◆ **Task directions**
Please pick up the Blue Jays memoir below after its last sentence and carry it forward in the same voice.

◆ **Text extract**
===

Over Easy:”It’s Joe DiMaggio”

It’s the dog days of summer and a good time to be a hard-core Jays fan.

I remember the snowy opener in 1977 featuring Anne Murray in a parka with a pair of giant headphones singing the national anthem. We cheered wildly to keep warm. We won the game and I remember as we all exited that concrete monstrosity known as Exhibition Stadium chanting “we’re number one!”. And for that day we were.

I listened to a lot of Tom (Cheek) and Jerry (Howarth) on the radio, and before that Tom and his first broadcast partner, Early Wynn, for whom a detailed commentary might consist of “I tell you Tom, he’s a big fella”. Or if Early was feeling verbose, “I tell you Tom, he’s a tall drink of water.”

I think I’ve been to most of the landmark Jays games. The opener, the day we clinched our first playoff position, the first World Series game on Canadian soil, Joe Carter‘s “Touch ‘em all“ home run and of course the Bautista bat flip game! I was there for the 62nd All-Star game in July 1991, the first in Toronto, when Alannah Myles sang “O Canada”. It was a beautiful version free of melisma (hold the Mariah Careyisms) that was referred to in the paper the next day as her “choirgirl” version of the anthem. I remember standing on the field right in front of the American league All-Star dugout and scanning the faces, and wishing them good luck. Yes, I’m a geek.

In recognition of two of the greatest records in baseball history, the last player to hit 400 and the owner of the 56 game hitting streak, Ted Williams and Joe DiMaggio together threw out the first pitch. I was absolutely in awe and when we gathered off the field, standing a few feet from two of the greatest to ever put on the uniform, I whispered to Alannah, “Do you know who that is?“, gesturing to the silver-hair man a few feet away. She didn’t and I said quietly, “That’s Joe DiMaggio!”

===

◆ **Data excerpts**

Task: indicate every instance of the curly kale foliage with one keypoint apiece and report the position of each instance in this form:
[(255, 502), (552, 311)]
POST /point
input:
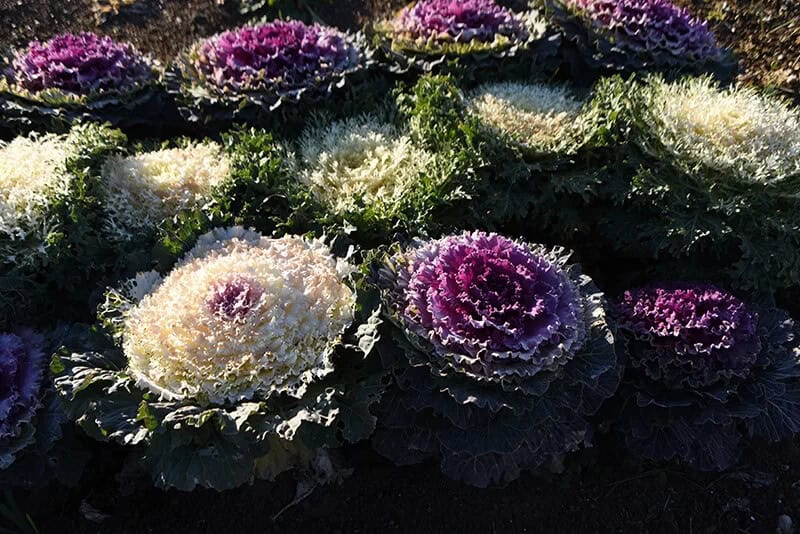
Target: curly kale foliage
[(262, 192), (187, 445), (81, 77), (68, 253), (606, 36), (748, 231), (476, 40), (489, 183), (497, 364), (704, 370), (260, 74), (35, 444)]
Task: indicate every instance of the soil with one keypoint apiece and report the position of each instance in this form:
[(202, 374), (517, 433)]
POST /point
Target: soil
[(764, 34), (609, 495), (602, 490)]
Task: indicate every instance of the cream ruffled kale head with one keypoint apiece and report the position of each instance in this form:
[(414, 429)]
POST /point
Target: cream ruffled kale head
[(242, 316), (360, 160), (738, 131), (144, 189), (538, 116), (32, 176)]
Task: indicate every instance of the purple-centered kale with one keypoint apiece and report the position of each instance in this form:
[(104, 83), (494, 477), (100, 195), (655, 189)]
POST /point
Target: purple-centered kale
[(703, 367), (281, 53), (636, 34), (501, 352), (459, 21), (21, 374), (79, 64), (695, 335), (493, 306)]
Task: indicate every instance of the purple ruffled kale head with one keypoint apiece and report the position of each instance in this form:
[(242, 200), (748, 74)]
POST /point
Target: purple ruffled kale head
[(284, 53), (21, 375), (689, 336), (80, 64), (460, 21), (650, 27), (492, 307)]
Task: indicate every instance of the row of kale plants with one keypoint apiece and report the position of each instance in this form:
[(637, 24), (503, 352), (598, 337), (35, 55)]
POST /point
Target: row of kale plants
[(476, 266)]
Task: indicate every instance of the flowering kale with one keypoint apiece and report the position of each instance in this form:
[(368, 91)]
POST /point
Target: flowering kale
[(141, 191), (47, 218), (262, 66), (34, 448), (449, 21), (71, 77), (427, 33), (505, 352), (80, 64), (702, 367), (22, 365), (713, 179), (738, 133), (234, 365), (636, 34), (541, 119)]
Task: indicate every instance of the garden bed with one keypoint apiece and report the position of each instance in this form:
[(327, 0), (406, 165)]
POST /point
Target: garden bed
[(613, 130)]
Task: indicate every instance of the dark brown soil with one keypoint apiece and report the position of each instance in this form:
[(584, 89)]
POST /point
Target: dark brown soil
[(765, 34), (609, 496)]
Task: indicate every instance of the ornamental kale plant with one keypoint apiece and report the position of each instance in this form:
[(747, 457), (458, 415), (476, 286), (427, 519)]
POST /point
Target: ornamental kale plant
[(78, 77), (374, 176), (712, 177), (733, 134), (247, 359), (49, 218), (249, 72), (540, 119), (634, 35), (31, 448), (502, 353), (428, 33), (704, 369), (488, 183), (22, 366), (142, 190)]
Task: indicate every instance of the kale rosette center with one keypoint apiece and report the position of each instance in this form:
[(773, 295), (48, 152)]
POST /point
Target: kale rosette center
[(242, 316), (233, 299), (690, 335), (287, 52), (471, 20), (80, 64), (493, 306)]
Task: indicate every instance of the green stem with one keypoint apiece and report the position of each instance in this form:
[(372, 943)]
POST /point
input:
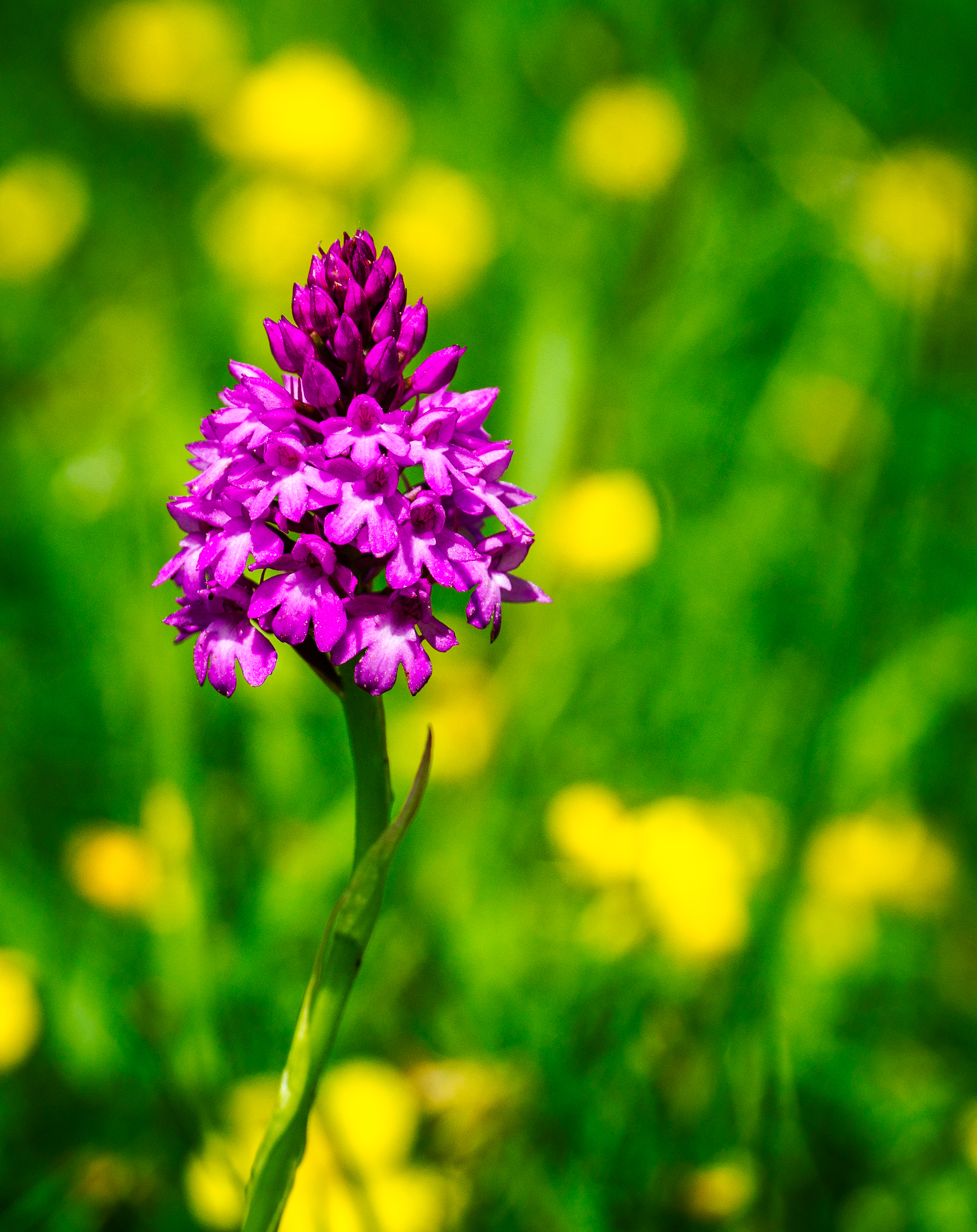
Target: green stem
[(340, 951), (370, 764)]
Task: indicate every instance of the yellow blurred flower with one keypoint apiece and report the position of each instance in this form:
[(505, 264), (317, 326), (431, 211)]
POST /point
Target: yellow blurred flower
[(114, 868), (264, 235), (693, 880), (915, 222), (372, 1112), (215, 1189), (605, 525), (720, 1192), (614, 923), (891, 862), (354, 1174), (466, 1097), (20, 1011), (969, 1134), (311, 114), (411, 1200), (440, 231), (626, 141), (44, 206), (682, 868), (159, 56), (828, 422), (587, 824)]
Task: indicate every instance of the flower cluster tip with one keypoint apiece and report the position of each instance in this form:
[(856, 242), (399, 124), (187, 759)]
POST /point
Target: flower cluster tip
[(352, 486)]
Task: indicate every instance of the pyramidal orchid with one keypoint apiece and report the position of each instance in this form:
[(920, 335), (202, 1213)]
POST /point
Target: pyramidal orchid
[(327, 510), (381, 480)]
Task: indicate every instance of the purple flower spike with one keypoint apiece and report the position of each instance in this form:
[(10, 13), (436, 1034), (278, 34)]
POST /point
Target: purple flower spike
[(229, 551), (413, 331), (364, 432), (320, 386), (301, 598), (226, 636), (344, 475), (390, 629), (438, 370), (370, 499), (485, 606)]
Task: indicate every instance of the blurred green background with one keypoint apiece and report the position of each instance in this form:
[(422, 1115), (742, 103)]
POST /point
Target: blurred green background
[(684, 936)]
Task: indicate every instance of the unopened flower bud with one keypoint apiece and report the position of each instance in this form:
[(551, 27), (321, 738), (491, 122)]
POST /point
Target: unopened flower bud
[(383, 364), (317, 273), (413, 331), (290, 347), (357, 308), (320, 385), (398, 294), (386, 323), (376, 286), (337, 273), (325, 314), (301, 307), (347, 342), (437, 370)]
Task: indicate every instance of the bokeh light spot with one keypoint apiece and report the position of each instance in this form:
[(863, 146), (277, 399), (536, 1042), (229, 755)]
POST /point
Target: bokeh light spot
[(44, 206), (720, 1192), (20, 1011), (442, 231), (605, 525), (626, 141), (372, 1109), (158, 56), (311, 114), (891, 862), (588, 826), (915, 222), (115, 869), (693, 882), (264, 233)]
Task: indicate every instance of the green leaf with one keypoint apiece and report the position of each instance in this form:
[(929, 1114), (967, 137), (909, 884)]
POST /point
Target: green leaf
[(337, 964)]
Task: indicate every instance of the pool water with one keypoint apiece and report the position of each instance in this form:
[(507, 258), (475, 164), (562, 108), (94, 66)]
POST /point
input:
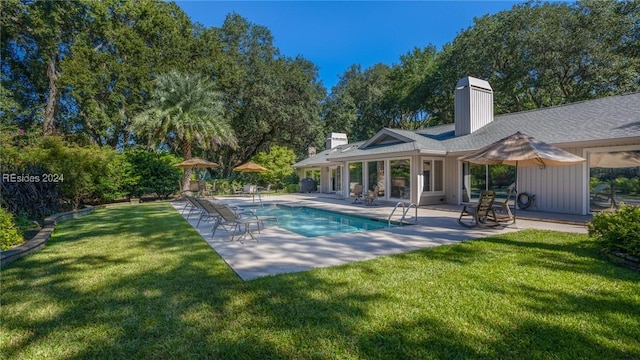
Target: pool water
[(310, 222)]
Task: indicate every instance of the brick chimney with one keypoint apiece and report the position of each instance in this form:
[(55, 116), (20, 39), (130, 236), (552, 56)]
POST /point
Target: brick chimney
[(336, 139), (473, 105)]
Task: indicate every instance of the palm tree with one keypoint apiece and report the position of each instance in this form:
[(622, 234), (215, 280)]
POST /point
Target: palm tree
[(185, 111)]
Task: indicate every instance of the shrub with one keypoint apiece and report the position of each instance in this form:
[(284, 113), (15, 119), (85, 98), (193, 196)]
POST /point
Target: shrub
[(10, 235), (618, 231), (152, 172)]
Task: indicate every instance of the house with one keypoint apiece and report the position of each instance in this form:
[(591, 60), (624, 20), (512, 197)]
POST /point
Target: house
[(422, 166)]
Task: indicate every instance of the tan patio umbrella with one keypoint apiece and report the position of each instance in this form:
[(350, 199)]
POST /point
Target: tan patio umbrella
[(521, 150), (193, 163), (250, 167)]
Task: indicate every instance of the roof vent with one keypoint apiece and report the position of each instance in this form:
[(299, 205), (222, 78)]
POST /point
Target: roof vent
[(473, 105)]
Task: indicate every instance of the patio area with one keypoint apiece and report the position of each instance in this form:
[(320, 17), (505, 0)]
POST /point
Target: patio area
[(280, 251)]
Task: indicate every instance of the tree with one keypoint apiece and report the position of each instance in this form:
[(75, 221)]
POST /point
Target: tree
[(185, 111), (36, 39), (278, 162), (110, 68), (270, 99), (408, 99), (544, 54)]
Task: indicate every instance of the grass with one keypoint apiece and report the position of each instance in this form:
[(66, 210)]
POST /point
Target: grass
[(139, 282)]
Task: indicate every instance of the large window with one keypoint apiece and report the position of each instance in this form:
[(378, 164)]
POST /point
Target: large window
[(400, 178), (336, 178), (433, 175), (355, 174), (375, 170), (313, 174), (614, 178)]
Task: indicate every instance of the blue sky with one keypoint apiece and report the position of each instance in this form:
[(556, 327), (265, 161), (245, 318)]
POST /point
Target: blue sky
[(336, 34)]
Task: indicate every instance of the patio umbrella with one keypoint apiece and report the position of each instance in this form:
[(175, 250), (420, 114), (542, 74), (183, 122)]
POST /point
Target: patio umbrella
[(193, 163), (521, 150), (249, 167)]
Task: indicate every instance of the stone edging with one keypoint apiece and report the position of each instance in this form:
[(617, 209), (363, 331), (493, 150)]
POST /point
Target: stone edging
[(628, 261), (40, 240)]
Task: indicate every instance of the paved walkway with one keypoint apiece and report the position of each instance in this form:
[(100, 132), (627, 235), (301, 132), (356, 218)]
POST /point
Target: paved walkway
[(280, 251)]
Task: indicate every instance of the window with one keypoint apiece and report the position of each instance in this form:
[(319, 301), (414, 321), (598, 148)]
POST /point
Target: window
[(433, 175), (376, 176), (355, 174), (400, 170), (336, 178)]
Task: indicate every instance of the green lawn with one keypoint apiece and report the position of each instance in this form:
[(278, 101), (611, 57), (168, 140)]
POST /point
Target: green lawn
[(139, 282)]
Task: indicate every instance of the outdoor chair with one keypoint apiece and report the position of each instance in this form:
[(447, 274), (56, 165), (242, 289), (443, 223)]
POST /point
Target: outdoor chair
[(371, 197), (206, 210), (481, 213), (230, 218), (357, 193), (194, 187), (503, 206), (191, 204)]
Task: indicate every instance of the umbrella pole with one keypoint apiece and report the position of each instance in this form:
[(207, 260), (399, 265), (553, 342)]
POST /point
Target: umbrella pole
[(515, 199)]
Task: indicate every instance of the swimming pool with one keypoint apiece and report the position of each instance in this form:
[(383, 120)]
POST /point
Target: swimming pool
[(310, 222)]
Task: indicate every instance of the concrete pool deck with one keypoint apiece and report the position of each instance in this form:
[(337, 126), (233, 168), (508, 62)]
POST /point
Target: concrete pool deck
[(280, 251)]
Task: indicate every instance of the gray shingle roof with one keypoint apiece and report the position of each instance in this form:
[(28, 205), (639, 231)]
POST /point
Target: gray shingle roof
[(614, 117), (607, 118)]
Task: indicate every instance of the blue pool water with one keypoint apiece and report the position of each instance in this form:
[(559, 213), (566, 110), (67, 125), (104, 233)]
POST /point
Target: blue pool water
[(311, 222)]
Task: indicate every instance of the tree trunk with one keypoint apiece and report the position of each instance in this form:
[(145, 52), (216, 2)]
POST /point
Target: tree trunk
[(187, 171), (49, 125)]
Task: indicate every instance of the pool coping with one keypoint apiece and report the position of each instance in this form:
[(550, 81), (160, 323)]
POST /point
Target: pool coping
[(279, 251)]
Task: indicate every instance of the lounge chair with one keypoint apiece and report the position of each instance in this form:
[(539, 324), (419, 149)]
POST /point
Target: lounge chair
[(371, 197), (191, 204), (482, 213), (206, 210), (229, 217), (503, 206), (357, 193)]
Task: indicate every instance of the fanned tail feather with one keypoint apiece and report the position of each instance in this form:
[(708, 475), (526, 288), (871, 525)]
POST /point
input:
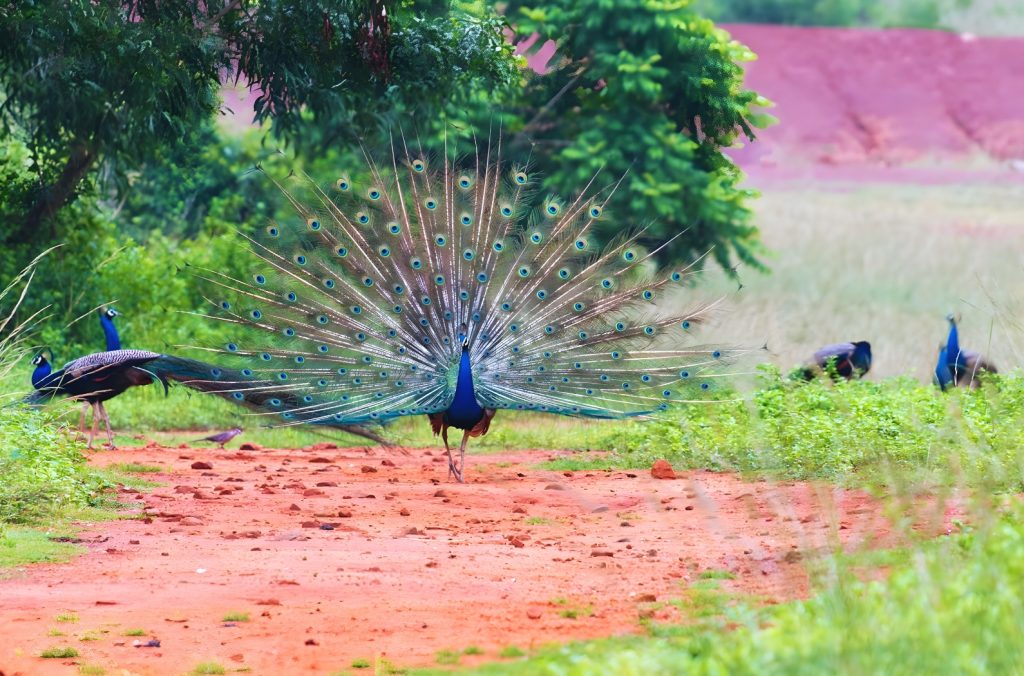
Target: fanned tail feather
[(357, 310)]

===

◆ **Answer to the exercise**
Her eyes widened, and she whispered to me, “Marilyn Monroe!”.

I said, “Joltin’ Joe!”.

She replied, “Marilyn Monroe!”.

“The Yankee Clipper!!”

And so on.

I think there’s quite a bit of overlap between the lives of entertainers and athletes. The performance aspect, the fan relationship, and the rigours of travel. Geddy Lee is a serious baseball fan, and every time I run into him, all we talk about is baseball. He’s well known for his dedication to the Jays. When I was producing a special on Rush for MuchMusic, we sat down for an extensive interview. We rambled through many topics, including athletes and musicians, about which Geddy had this to say,

“I’ve met a lot of athletes in the last few years, because of my attraction to baseball and their attraction to music. Very similar lives we lead, the kind of concentration, the kind of “live and die” in front of the public, the kind of itinerant lifestyle… the being yanked out of your home life and thrown into a professional life that’s separate but not separate. An athlete can’t hide his mistakes as well as a musician can-I think it’s a more humbling profession.”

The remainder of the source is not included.